─── RECORDS ───

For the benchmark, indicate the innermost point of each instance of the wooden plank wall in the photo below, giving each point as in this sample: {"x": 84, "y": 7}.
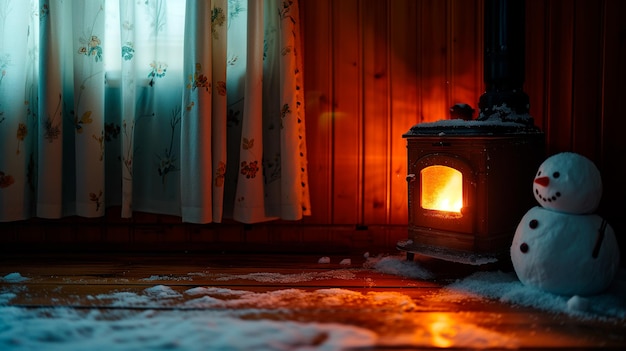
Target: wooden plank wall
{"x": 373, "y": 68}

───
─── RECORDS ───

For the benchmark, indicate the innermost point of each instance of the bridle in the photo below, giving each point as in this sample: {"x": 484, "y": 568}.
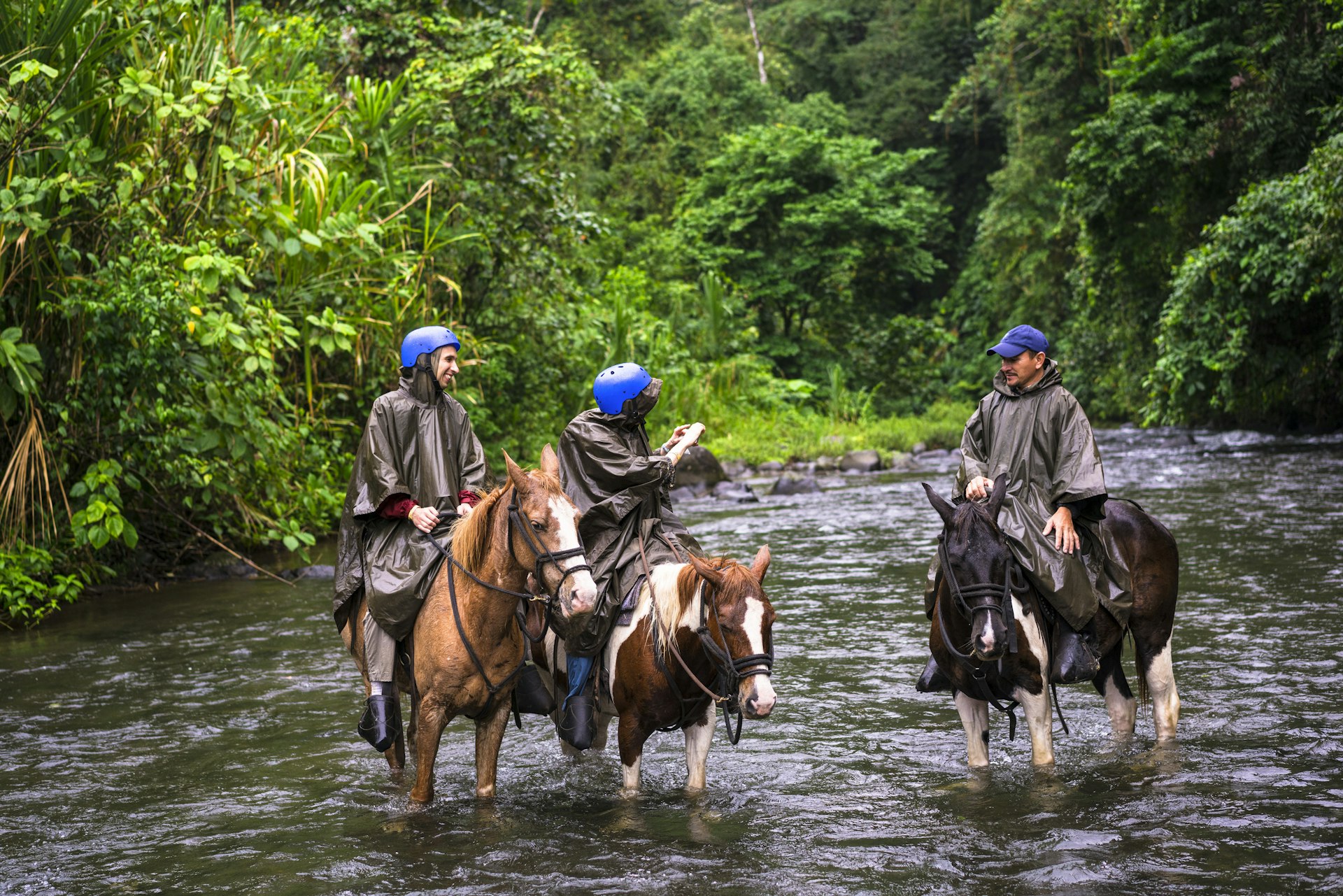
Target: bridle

───

**YOUR GOAL**
Rewrite the records above, from the line containing "of the bridle" through the line containing "Target: bridle", as a Markdown table with the columns Row and Line, numbering each row and skipping blank lines. Leave the pictures out of the table.

**WRITTEN REPLY**
| Row | Line |
|---|---|
| 1 | For the benchmark, indicate the innermost point of each instance of the bridle in the photo below, giving each point as in this sample: {"x": 484, "y": 568}. |
| 2 | Target: bridle |